Given text.
-------

The young Marquis of Rockingham entered into a Debate so much above his force, and pertly applied the trite old apologue of Menenius Agrippa, and the sillier old story of the Fellow of a College, who asked why we should do anything for Posterity, who had never done anything for us!
Lord Bath then joined the Duke of Bedford’s opposition, after first reflecting on that Duke himself, who he said had entered his complaint both ways, that the Bill had not been brought in soon enough, and had been brought in too late. That for himself, he could not but think the proposal of examining the claims first very material. Should he, would any man, purchase an estate, before he had examined the nature and validity of the incumbrances? That on the first face of the account, he could descry false claims and misprision. On one little estate of thirty pounds a year he observed a mortgage of four thousand pounds. Who, he asked, had been in possession of these 16,000l. per annum since they had been forfeited? If the Government, where is the receipt? who accounts for it? If the creditors, why is not so much struck off from their claims? What must England say, if Scotland pays nothing towards four million of taxes? What must she say, when the weight of these taxes has been increased by Rebellions raised in Scotland? But who is it, must he ask, who takes upon them to remit taxes? Kings had been driven out for arrogating a dispensing power! where will these partialities end? He concluded with proposing a Bill to be enacted for punishing any frauds relative to forfeitures.
The Chancellor replied, that the Bill had been prepared as soon as possible, and had been brought in soon after Christmas. That the time for sale would lapse, and the estates fall to the mortgagees, if the Bill should now be postponed. That the mortgages, though real, could not extend beyond the value of the estates, which, he said, was a case frequent enough in Chancery.
Then rose a man, on whom all eyes had turned during the Debate—the Duke of Argyle. How was every expectation disappointed! As his power was uncontrolled in Scotland; as partialities could only be exercised under his influence, or connived at by his intrigues; as the Bill was known to be a sacrifice made to his ascendant; as its practicability had been questioned; who but himself was answerable, for favour to Jacobites, for tyranny to the loyal, for the necessity, for the utility, or for the feasibility of the regulation in question? He looked down, seemed abashed, spoke low and but a few words, then contemptuously, and at last said nothing to refute the charge of partialities, or in defence of the Bill. He only said, “What would have happened if any Scotch Lord had spoken against it? it would have been said, they are for keeping up their old barbarity and power. Whereas, the clans are to transfer their allegiance to Commissioners appointed by the King during his pleasure. If any man suspected him to be so low, as to have private views in this, God forgive him! That with regard to taxes, such difficulties there had been on the old tax on houses, that it had never been paid: few counties had even named their Collectors. That the window tax, if paid, would raise but 6000l., and ninety-nine Collectors would have but fifteen shillings a piece. That on the coach tax there was no deficience. For himself, he despised reports.”
Lord Tweedale spoke after him, and with passion; but as nobody expected any great lights from him, so he disappointed nobody.

-------

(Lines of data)
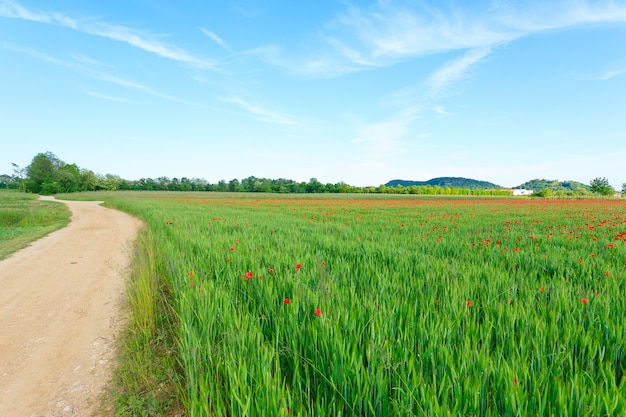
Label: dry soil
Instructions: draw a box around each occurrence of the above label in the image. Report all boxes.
[0,197,141,417]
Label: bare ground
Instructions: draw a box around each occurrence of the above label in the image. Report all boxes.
[0,196,141,417]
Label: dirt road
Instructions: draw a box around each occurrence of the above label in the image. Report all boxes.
[0,197,141,417]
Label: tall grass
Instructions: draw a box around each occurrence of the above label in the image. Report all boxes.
[0,190,71,259]
[62,194,626,416]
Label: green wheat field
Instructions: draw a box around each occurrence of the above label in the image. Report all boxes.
[59,193,626,416]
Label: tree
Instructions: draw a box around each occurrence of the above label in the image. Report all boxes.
[26,152,65,194]
[589,178,615,195]
[11,162,26,192]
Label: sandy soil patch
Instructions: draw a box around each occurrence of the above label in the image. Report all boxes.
[0,197,141,417]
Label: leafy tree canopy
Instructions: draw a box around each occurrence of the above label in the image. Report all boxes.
[589,178,615,196]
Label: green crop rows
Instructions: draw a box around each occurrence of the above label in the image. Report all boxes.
[100,194,626,416]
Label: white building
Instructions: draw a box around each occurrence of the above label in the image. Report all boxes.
[513,188,534,195]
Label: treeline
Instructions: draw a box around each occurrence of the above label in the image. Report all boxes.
[0,152,511,196]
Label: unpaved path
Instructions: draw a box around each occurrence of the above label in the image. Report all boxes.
[0,197,141,417]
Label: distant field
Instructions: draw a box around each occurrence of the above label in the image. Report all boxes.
[0,191,71,259]
[53,193,626,416]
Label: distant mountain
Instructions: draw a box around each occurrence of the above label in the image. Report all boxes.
[515,179,590,193]
[385,177,502,190]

-------

What is asked.
a – Format the records as a JSON list of strings, one string per line and blank lines left out, beginning at the line that contains "Label: treeline" and stopping after the last line of the records.
b – Resume the account of the Lords debate over the bill on the forfeited Scottish estates from the point where it stops.
The records have no connection to the text about the Lords debate.

Answers to the problems.
a –
[
  "Label: treeline",
  "Instructions: draw a box around each occurrence of the above label in the image. Report all boxes.",
  "[0,152,511,196]",
  "Label: unpaved path",
  "Instructions: draw a box around each occurrence of the above label in the image. Report all boxes.",
  "[0,197,141,417]",
  "Label: distant field",
  "Instructions: draw a box around each occurrence of the above label in the image. Report all boxes.",
  "[0,191,71,259]",
  "[53,193,626,416]",
  "Label: distant mountain",
  "Instructions: draw a box around each occurrence of the above label in the image. Report all boxes.",
  "[515,179,590,193]",
  "[385,177,502,190]"
]

b –
The Duke of Newcastle, flustered by the Duke of Bedford’s attack, and confounded by the Duke of Argyle’s no defence, seemed to speak only to mark his own confusion, and to enforce what the Duke of Bedford had urged. He said he had taken minutes of the names mentioned by his Grace, and hoped such recommendations would be taken no more. That he had already sent the King’s orders to apprehend some Rebels still resident in Scotland; but as yet they could not be taken.
Thus much effect followed: Cummings and some others in the Duke of Bedford’s list were removed. The Bill passed; but though one great argument for driving it on had been the danger of the estates lapsing, neither English nor Scotch Ministers chose to have it discussed any further in Parliament. The Duke of Cumberland, who was present, did not vote. The Court Lords were fourscore; the minority only twelve: the Dukes of Bedford and Kingston; the Earls of Bath, Chesterfield, Sandwich, and Macclesfield; with six Tory Lords, the Duke of Beaufort, the Earls of Lichfield and Oxford, and the Lords Wentworth, Ward, and Maynard. Mr. Pelham was enraged beyond measure at the Duke of Argyle; the King charmed with the Duke of Bedford; and both these sensations were heightened by the Duke giving his father a list of sixty Jacobites, who had been preferred in Scotland since the Rebellion.
26th.—The King put an end to the session; and the Speaker, in his speech to him, launched out in invectives against the management in Scotland.
I shall conclude the history of this Bill with the character of its patron, not its defender, the Duke of Argyle.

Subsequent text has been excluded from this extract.